List of tasks =
A - In the brand tribes text, what three traditional markers of community do brand communities exhibit?
B - Edit the brand tribes text: write out everything from "How on earth" down to "100,000’s of them.", putting "enthusiasms" wherever "passions" appears.

Page extract =
+ + + + + + +
How on earth can brands learn to dance with tribes, if tribes are indeed where people are finding the meaning that business must connect to?
Understanding the tribal dynamic
A brand community is defined as " a specialized, non-geographically bound community, based on a structured set of social relations among admirers of a brand...These brand communities exhibit three traditional markers of community: shared consciousness, rituals and traditions, and a sense of moral responsibility."
Brand Community (Journal of Consumer Research, March 2001), Profs Al Muniz and Thomas C. O'Guinn
What really matters to people? The individual passions that define them, their world and their dreams.
What really matters in tribes? Shared concerns or interests? No. It’s actually the shared passions, the meaning, of the people that belong to them. 100,000’s of them.
What’s the real promise of the Internet? Shared information? No again. It’s shared passion. In other words, energy. Take a look at any group of people enjoying themselves together. When individual energies combine, they produce tribal, or community energy. Energy shared is energy grown – exponentially and more or less infinitely - to the power of n.
+ + + + + + +
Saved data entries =
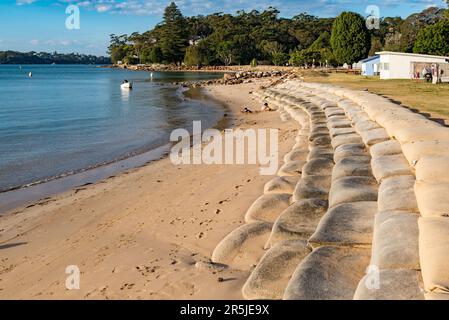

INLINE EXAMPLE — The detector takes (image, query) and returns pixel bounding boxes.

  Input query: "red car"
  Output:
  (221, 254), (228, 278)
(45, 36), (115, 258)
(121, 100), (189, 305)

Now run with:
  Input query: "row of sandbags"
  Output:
(270, 88), (377, 300)
(296, 80), (449, 299)
(242, 86), (333, 299)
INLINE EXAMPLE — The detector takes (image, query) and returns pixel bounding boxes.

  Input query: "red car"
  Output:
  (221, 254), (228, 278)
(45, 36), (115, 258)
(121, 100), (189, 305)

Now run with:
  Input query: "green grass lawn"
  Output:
(299, 70), (449, 123)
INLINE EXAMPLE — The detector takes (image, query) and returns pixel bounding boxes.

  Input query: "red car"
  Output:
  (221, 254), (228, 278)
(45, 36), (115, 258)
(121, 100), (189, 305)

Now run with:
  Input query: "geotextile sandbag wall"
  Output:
(212, 80), (449, 299)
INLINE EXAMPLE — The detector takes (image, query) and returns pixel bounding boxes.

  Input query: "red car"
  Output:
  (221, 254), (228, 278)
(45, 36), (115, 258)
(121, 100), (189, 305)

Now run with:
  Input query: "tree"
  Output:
(330, 12), (371, 64)
(184, 45), (202, 67)
(400, 7), (445, 52)
(368, 37), (382, 56)
(217, 41), (234, 66)
(108, 34), (130, 63)
(146, 46), (164, 63)
(160, 2), (188, 63)
(413, 20), (449, 56)
(260, 40), (288, 66)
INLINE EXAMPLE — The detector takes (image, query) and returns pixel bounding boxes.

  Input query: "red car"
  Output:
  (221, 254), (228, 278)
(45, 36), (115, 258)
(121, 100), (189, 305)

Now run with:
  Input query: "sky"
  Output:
(0, 0), (446, 55)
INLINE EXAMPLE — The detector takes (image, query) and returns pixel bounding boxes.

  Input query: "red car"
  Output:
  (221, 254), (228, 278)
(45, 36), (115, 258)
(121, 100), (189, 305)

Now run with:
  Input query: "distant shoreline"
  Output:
(0, 88), (230, 216)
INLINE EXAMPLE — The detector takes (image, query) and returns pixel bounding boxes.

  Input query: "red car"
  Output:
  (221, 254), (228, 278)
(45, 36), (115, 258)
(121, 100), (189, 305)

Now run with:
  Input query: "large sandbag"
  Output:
(332, 133), (363, 149)
(309, 135), (332, 147)
(302, 158), (334, 178)
(263, 176), (299, 194)
(332, 156), (372, 180)
(329, 177), (378, 208)
(278, 160), (306, 176)
(309, 201), (377, 248)
(327, 118), (351, 128)
(284, 246), (370, 300)
(242, 240), (310, 300)
(371, 211), (420, 270)
(354, 269), (424, 300)
(329, 127), (356, 138)
(284, 149), (309, 163)
(354, 120), (380, 133)
(292, 176), (331, 202)
(359, 128), (390, 146)
(424, 292), (449, 300)
(393, 126), (449, 143)
(307, 146), (334, 161)
(418, 217), (449, 294)
(267, 199), (327, 247)
(212, 222), (273, 264)
(370, 140), (402, 158)
(378, 175), (418, 212)
(245, 193), (291, 223)
(334, 143), (369, 163)
(415, 156), (449, 183)
(415, 181), (449, 217)
(402, 138), (449, 165)
(324, 107), (345, 118)
(371, 154), (412, 182)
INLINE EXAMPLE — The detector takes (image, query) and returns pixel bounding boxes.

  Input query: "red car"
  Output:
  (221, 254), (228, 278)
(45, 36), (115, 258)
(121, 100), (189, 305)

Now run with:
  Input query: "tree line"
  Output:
(0, 51), (111, 64)
(108, 2), (449, 67)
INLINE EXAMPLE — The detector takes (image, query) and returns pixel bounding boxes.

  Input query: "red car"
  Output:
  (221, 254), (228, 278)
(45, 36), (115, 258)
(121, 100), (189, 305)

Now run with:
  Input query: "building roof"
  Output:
(359, 55), (380, 63)
(376, 51), (449, 59)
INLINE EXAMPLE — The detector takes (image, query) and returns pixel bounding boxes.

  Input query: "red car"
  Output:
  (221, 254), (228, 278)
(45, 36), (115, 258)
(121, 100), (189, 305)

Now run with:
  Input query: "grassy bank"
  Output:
(299, 70), (449, 124)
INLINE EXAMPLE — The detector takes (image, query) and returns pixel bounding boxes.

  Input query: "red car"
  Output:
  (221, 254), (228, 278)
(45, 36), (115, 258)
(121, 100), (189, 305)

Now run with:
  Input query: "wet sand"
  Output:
(0, 83), (296, 299)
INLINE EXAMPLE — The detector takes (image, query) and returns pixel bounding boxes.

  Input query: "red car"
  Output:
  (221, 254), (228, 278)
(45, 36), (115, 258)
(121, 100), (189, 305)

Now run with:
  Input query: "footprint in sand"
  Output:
(120, 283), (135, 290)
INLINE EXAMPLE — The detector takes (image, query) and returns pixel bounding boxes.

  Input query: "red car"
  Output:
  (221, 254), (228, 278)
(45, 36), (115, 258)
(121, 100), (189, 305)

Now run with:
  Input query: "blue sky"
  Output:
(0, 0), (445, 55)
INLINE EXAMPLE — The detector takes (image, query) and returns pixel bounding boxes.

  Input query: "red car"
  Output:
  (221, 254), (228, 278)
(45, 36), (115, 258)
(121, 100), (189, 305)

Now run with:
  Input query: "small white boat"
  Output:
(120, 81), (133, 89)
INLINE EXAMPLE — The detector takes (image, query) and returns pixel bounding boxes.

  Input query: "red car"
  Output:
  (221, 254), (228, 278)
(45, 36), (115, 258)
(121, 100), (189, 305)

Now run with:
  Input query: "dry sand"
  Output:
(0, 83), (296, 299)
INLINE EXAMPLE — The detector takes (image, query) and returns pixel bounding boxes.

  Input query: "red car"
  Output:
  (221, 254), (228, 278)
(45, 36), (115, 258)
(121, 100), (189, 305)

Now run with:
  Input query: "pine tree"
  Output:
(413, 20), (449, 56)
(160, 2), (188, 63)
(330, 12), (371, 64)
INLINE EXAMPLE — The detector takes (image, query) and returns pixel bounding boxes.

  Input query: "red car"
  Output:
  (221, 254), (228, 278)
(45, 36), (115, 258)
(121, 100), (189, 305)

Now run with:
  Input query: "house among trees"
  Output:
(359, 55), (380, 77)
(376, 51), (449, 80)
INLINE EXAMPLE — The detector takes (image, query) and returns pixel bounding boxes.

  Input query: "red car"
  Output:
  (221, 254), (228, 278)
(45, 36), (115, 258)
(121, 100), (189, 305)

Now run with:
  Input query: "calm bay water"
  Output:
(0, 65), (223, 191)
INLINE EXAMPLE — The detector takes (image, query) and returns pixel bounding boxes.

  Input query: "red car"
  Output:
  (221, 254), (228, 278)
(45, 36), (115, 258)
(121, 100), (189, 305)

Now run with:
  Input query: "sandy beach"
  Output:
(0, 80), (297, 299)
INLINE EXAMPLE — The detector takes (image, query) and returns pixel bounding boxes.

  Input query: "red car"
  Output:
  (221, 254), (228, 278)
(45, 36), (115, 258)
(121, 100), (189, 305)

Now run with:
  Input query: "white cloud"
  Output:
(16, 0), (37, 6)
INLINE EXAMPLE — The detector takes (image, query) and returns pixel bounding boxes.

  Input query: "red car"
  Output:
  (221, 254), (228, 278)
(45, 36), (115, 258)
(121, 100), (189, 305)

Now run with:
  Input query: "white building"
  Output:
(376, 51), (449, 79)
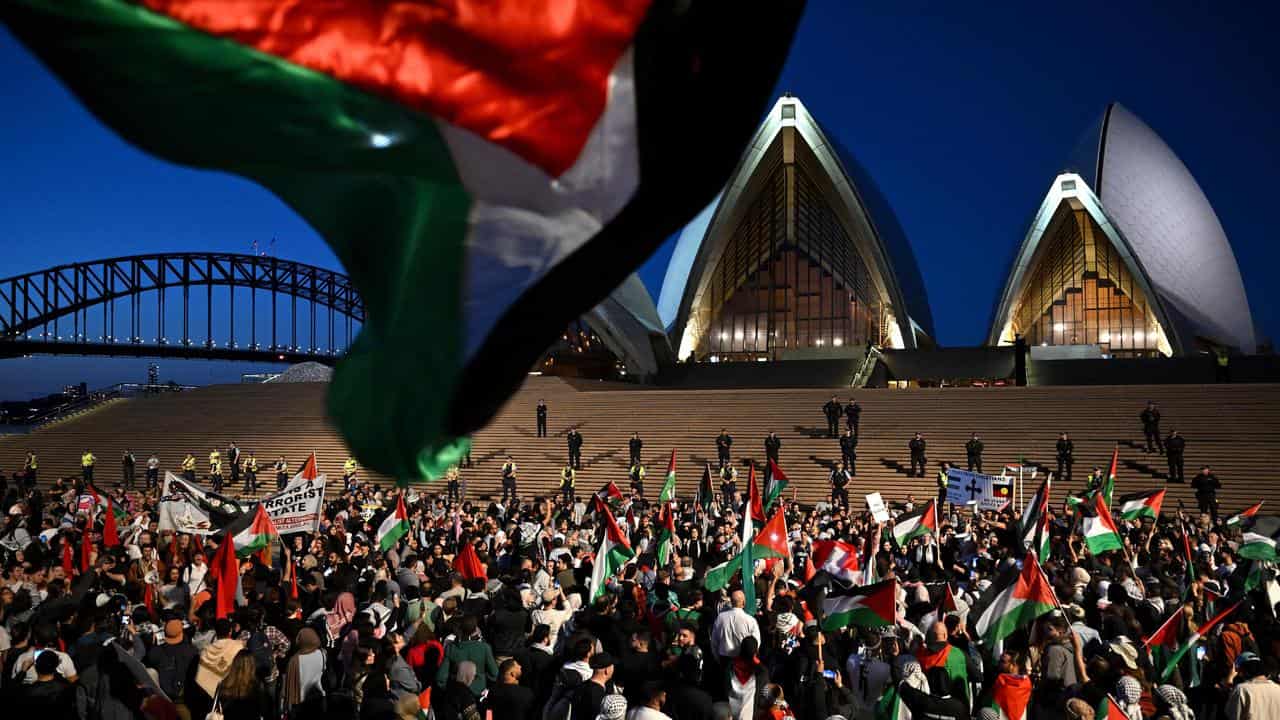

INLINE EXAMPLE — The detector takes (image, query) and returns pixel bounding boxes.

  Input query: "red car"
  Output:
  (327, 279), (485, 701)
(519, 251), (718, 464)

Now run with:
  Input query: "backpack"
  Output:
(543, 667), (582, 720)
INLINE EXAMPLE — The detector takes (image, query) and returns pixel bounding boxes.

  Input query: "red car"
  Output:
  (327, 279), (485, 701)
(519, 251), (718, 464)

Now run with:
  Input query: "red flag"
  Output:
(81, 527), (93, 573)
(298, 451), (320, 480)
(453, 542), (489, 580)
(102, 497), (120, 547)
(209, 534), (239, 618)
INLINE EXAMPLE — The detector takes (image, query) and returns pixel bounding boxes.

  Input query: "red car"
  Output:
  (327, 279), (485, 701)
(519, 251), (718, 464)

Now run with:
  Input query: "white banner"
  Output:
(262, 475), (325, 536)
(947, 468), (1014, 511)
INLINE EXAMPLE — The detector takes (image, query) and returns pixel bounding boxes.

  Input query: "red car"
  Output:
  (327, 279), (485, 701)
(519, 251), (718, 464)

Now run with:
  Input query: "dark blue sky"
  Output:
(0, 0), (1280, 398)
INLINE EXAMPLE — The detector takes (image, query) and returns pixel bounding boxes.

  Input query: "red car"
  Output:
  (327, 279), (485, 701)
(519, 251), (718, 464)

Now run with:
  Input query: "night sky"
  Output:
(0, 1), (1280, 398)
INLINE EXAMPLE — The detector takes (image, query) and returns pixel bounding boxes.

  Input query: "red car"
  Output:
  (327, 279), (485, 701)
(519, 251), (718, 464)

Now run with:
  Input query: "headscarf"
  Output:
(1116, 675), (1142, 720)
(453, 660), (476, 688)
(1156, 685), (1196, 720)
(284, 625), (322, 707)
(595, 694), (627, 720)
(324, 592), (356, 639)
+ + + + + + +
Responses per task =
A - Shared consciousness, rituals and traditions, and a sense of moral responsibility.

B -
How on earth can brands learn to dance with tribes, if tribes are indeed where people are finding the meaning that business must connect to?
Understanding the tribal dynamic
A brand community is defined as " a specialized, non-geographically bound community, based on a structured set of social relations among admirers of a brand...These brand communities exhibit three traditional markers of community: shared consciousness, rituals and traditions, and a sense of moral responsibility."
Brand Community (Journal of Consumer Research, March 2001), Profs Al Muniz and Thomas C. O'Guinn
What really matters to people? The individual enthusiasms that define them, their world and their dreams.
What really matters in tribes? Shared concerns or interests? No. It’s actually the shared enthusiasms, the meaning, of the people that belong to them. 100,000’s of them.